■ INSTRUCTIONS FOR THE TASK ■
Reproduce every one of the entries below verbatim, line for line.

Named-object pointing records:
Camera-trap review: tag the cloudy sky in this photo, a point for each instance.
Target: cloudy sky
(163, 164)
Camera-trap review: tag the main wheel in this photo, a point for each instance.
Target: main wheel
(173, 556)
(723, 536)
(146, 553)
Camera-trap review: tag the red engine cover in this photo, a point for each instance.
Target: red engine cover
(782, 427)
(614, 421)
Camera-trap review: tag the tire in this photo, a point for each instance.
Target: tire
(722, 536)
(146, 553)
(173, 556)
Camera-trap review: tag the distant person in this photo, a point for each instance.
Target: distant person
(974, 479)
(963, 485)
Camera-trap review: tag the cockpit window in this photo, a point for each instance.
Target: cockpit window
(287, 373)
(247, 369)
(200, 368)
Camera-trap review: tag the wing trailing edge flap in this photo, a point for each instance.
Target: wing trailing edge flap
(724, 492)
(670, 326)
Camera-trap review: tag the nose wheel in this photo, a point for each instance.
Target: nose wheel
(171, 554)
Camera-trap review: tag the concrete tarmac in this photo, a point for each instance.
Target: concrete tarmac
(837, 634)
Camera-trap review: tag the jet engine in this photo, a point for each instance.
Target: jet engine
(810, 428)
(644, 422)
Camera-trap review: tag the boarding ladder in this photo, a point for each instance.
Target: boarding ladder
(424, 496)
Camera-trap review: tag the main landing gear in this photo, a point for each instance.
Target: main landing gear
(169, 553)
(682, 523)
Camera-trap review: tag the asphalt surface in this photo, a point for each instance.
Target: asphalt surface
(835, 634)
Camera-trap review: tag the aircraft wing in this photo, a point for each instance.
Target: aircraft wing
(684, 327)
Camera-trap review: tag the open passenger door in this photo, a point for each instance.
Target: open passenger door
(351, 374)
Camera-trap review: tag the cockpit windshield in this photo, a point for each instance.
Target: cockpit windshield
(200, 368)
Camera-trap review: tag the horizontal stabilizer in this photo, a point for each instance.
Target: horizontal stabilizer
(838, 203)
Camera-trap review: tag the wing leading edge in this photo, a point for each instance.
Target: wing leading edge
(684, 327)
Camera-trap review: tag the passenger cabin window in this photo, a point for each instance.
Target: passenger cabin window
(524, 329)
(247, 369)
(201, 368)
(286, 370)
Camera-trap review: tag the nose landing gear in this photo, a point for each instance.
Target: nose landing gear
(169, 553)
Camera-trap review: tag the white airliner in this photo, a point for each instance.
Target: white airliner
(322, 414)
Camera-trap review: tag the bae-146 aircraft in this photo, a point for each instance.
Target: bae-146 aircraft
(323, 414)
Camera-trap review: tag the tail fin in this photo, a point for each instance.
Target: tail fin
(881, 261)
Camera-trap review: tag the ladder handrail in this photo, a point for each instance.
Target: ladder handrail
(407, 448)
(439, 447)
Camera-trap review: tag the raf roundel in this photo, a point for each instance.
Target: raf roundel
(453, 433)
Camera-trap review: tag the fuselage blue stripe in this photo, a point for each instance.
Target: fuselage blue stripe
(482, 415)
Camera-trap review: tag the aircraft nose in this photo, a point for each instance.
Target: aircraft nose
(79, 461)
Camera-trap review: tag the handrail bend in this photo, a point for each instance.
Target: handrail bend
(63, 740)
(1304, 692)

■ ANSWER TO THIS PROBLEM ■
Camera-trap review: tag the cloudy sky in this photo, a point for each instance.
Target: cloudy sky
(163, 164)
Camera-trap review: tag the main wheel in this photo, a point for each instance.
Target: main wheel
(173, 556)
(723, 536)
(146, 553)
Camera-trap review: tag the red engine cover in this photo, a point for each instance.
Target: red engine cover
(782, 427)
(614, 421)
Camera-trap review: tag the tire in this photo, a point for each instance.
Target: tire
(722, 536)
(146, 553)
(173, 556)
Camera-trap review: tag the distant person in this photo, a point for each instance.
Target: distant person
(974, 479)
(963, 485)
Camera-trap review: tag the cockpit window in this photo, a point for each instance.
Target: cockpit window
(287, 373)
(247, 369)
(200, 368)
Camera-trap review: tag the wing trailing edge flap in this photo, a point for each instance.
Target: wing trailing edge flap
(724, 492)
(670, 326)
Camera-trap review: tag the nose wheel in this photo, a point for each instance.
Target: nose wheel
(171, 554)
Camera-trap review: tag the concrete tarmac in this photo, a point for each instance.
Target: concrete tarmac
(837, 634)
Camera-trap review: tag the jet engine in this photo, a point for each instance.
Target: jet engine
(810, 428)
(644, 422)
Camera-trap review: tag the boarding ladder in this photo, a point for each instance.
Target: boarding ladder
(424, 496)
Camera-trap review: tag the main landing gear in this photo, a point for each instance.
Target: main landing gear
(169, 553)
(682, 523)
Camera-trap review: tag the asphalt surface in this photo, a point for each instance.
Target: asphalt surface
(835, 634)
Camera-trap review: tag the aircraft wing in this photo, a point for each instance.
Target: aircraft wing
(684, 327)
Camera-trap review: tag the open passenger door in this photo, a point for each instance.
Target: open passenger door
(351, 374)
Camera-trap review: tag the cockpit windshield in this photo, a point for each instance.
Target: cockpit windshield
(200, 368)
Camera-trap review: tag the horizontal stabilizer in this photo, a point for each instance.
Target: horizontal stabilizer
(838, 203)
Camera-trap review: tag the wing leading edge in this photo, a point for each instance.
Target: wing leading edge
(684, 327)
Camera-trap review: tag the passenger cabin window in this photo, a point for each instance.
Target: passenger cabin window
(524, 329)
(247, 369)
(201, 368)
(286, 370)
Camera-trap review: tag the nose landing gear in this photo, a point for each instance.
Target: nose landing gear
(169, 553)
Camera-trap review: tag the white airliner in this photo, a point for each instance.
Target: white airliner
(322, 414)
Camera-trap review: tag the bae-146 aircraft in this photo, a point for each instance.
Target: bae-146 aircraft
(323, 414)
Camera-trap review: tag the tail fin in this photo, a point for each instance.
Target: tail fin
(881, 261)
Camera-trap review: tag the ladder handrail in this photo, a point for each instance.
Target: ladder handrail
(407, 448)
(439, 447)
Camera-trap review: tag the raf roundel in this photo, a point for each instance.
Target: raf roundel
(453, 433)
Camera-trap review: tag the fuselage blue stripe in this photo, a point for each instance.
Target: fuselage blue stripe
(482, 415)
Camera-trap review: tag the aircraft nose in this photo, a point for each instance.
Target: aircraft nose
(79, 461)
Camera-trap review: tag the handrail bend in this photo, a point for each instance.
Target: handrail bend
(63, 740)
(1304, 692)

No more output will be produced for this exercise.